Your reply should consist solely of the lines from the one containing "Would you kindly point at the red placemat" through the end of the data, restated word for word.

Natural language region descriptions:
BEGIN

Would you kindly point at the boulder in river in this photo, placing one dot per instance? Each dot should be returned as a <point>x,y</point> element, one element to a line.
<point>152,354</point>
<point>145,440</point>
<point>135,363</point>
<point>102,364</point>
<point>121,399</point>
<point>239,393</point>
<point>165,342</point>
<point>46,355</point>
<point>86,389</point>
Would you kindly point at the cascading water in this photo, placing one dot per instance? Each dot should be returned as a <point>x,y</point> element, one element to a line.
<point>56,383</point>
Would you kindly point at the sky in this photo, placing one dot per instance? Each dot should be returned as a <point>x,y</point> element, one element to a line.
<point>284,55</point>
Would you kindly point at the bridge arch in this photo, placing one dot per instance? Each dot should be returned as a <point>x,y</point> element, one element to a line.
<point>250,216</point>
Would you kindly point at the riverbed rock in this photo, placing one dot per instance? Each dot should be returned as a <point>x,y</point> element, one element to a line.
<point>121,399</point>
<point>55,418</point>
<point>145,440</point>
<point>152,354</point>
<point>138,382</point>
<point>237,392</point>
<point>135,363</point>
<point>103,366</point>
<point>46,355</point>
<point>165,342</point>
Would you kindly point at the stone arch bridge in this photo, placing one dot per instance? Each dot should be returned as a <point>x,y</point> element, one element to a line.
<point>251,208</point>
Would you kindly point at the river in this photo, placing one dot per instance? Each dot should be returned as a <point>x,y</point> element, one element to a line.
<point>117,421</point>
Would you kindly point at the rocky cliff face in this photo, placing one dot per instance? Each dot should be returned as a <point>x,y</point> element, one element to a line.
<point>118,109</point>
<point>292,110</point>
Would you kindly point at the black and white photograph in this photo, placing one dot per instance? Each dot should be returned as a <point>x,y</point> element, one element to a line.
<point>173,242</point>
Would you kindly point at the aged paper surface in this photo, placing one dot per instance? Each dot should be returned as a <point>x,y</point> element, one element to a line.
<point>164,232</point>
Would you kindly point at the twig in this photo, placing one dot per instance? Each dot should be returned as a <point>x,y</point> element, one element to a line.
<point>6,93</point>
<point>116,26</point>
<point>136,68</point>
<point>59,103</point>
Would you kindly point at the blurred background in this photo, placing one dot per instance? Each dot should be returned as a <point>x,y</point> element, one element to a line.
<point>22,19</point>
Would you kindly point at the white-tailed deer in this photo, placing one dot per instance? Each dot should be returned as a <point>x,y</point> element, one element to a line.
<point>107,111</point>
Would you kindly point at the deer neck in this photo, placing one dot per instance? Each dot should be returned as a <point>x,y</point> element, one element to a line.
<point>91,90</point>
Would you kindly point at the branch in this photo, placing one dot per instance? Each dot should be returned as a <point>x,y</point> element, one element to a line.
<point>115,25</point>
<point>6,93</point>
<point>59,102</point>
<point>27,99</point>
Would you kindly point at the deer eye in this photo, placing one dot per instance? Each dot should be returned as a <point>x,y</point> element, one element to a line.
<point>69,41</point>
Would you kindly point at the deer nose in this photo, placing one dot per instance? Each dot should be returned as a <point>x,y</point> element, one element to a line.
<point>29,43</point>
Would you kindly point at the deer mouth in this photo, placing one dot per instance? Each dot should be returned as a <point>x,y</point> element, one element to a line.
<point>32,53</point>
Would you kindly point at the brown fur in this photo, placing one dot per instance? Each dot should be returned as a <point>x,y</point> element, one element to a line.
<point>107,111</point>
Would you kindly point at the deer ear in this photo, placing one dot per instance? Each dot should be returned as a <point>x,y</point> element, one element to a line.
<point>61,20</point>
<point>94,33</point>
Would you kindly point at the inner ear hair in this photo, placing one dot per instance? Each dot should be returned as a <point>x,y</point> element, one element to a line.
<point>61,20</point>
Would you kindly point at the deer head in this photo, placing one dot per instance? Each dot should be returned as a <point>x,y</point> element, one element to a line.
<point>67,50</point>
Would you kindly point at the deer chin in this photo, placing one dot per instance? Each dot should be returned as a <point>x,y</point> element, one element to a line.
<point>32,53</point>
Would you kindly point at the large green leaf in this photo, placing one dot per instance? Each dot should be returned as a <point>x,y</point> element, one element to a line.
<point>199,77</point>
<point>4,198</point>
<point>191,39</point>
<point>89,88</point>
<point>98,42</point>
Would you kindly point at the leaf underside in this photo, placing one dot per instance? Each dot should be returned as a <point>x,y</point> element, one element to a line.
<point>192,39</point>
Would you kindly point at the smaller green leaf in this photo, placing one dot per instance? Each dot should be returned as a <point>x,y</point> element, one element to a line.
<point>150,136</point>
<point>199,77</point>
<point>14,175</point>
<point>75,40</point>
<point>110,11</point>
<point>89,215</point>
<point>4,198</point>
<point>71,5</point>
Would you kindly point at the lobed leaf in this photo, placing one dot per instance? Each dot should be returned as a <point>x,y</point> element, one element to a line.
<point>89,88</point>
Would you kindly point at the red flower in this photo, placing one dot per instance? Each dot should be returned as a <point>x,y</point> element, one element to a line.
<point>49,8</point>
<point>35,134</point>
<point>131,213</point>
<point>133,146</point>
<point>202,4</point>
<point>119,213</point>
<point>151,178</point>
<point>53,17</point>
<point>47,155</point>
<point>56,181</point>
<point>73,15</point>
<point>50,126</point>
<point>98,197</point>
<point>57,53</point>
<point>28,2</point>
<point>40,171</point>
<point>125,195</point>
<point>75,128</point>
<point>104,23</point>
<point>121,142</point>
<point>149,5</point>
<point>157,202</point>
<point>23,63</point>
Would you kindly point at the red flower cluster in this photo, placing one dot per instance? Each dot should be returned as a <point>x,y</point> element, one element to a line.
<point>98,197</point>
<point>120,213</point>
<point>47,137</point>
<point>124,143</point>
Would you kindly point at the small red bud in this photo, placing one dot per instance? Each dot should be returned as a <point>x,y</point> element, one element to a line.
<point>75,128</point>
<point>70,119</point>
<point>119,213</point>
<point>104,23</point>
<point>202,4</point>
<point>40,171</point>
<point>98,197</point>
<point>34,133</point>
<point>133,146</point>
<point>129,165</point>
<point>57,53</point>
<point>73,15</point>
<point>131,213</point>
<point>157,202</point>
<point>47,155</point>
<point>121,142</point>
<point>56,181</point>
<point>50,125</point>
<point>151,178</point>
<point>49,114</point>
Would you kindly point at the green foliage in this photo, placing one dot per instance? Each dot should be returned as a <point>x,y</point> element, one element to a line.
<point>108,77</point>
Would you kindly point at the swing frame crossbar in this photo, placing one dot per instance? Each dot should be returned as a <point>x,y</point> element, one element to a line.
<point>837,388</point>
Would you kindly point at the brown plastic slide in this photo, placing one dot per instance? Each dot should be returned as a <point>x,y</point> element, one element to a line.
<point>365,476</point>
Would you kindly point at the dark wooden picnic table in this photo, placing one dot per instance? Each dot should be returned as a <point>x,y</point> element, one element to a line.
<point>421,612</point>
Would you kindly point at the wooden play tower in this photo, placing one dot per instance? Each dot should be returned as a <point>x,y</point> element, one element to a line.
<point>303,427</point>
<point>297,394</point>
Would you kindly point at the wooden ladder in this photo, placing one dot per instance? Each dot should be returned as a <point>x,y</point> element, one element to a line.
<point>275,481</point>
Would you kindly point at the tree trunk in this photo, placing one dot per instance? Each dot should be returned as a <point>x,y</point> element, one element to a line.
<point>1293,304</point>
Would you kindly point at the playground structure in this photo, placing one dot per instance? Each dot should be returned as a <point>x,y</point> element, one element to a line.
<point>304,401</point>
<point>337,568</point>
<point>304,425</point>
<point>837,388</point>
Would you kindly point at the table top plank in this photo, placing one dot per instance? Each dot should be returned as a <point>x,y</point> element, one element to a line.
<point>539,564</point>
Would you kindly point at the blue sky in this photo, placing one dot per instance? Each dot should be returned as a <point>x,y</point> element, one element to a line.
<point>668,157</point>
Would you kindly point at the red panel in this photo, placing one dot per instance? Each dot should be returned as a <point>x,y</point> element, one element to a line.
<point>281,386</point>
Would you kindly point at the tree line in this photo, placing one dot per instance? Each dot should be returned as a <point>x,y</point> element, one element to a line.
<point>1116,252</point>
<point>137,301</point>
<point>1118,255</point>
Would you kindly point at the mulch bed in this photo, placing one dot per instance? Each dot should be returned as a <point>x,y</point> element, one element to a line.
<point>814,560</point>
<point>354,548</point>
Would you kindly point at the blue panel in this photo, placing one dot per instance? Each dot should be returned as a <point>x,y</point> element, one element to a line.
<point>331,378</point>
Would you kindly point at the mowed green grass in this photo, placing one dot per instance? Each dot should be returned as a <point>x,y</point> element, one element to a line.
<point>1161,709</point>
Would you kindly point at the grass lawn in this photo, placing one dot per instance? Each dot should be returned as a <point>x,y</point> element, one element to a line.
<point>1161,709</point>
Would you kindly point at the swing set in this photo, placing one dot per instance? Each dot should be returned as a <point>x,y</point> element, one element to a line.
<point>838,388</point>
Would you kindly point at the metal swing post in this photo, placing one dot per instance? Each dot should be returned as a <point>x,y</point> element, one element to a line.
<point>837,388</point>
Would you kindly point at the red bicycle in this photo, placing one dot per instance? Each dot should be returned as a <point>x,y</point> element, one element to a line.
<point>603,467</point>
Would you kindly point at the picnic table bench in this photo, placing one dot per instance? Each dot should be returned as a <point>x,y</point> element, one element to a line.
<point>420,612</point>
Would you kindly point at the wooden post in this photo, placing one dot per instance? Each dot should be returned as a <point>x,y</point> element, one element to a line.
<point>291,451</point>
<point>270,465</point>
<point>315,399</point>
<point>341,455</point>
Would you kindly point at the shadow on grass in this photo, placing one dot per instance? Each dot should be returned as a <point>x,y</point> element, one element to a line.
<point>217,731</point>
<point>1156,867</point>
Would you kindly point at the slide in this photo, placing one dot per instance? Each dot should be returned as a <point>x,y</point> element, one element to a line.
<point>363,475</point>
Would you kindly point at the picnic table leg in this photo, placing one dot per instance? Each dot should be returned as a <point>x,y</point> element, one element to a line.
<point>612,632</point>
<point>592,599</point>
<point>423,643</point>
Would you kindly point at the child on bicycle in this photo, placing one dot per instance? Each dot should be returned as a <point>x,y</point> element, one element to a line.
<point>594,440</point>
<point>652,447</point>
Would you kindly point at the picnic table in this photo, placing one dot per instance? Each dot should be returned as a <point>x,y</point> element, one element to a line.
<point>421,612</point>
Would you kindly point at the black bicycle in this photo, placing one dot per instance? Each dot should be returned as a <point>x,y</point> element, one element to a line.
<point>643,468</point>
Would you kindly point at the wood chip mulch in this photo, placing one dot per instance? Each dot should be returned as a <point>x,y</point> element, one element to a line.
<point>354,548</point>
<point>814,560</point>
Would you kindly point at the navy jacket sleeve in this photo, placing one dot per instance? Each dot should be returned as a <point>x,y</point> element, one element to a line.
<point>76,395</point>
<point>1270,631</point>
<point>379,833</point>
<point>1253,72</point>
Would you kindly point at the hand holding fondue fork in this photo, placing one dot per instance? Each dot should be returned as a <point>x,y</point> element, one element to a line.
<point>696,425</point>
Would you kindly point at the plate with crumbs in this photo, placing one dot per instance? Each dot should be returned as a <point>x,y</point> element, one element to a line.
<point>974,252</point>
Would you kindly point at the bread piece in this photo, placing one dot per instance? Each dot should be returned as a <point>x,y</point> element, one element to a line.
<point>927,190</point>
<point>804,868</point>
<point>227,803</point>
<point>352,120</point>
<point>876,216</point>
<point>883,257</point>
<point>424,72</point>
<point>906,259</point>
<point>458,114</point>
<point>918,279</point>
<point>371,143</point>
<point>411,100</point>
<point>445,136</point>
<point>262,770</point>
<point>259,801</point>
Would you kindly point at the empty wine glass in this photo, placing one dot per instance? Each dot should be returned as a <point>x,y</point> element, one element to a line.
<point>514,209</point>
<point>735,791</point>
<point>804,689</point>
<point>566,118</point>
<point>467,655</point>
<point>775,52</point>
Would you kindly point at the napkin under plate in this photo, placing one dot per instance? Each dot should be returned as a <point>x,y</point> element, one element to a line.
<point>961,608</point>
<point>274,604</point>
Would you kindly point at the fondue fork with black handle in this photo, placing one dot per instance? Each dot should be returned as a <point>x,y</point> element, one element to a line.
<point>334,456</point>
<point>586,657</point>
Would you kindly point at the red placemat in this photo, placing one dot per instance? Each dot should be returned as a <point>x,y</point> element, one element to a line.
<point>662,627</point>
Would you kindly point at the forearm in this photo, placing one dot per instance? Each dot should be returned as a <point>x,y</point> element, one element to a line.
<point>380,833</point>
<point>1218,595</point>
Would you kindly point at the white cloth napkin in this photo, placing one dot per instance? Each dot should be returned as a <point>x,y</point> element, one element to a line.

END

_RESULT:_
Would you kindly point at the red placemat in this photo, placing one dot per instance? Each dot should be returned as a <point>x,y</point> element, one element to a line.
<point>662,627</point>
Would you kindly point at the forearm in this photo, placing one dot per instance? Each dot should be returned as a <point>x,y</point> element, one element to a line.
<point>380,833</point>
<point>1218,595</point>
Would you kindly point at the white cloth napkin in this photo, placing one dot per instance? Each dot should be returned as a <point>x,y</point> element, one element to a line.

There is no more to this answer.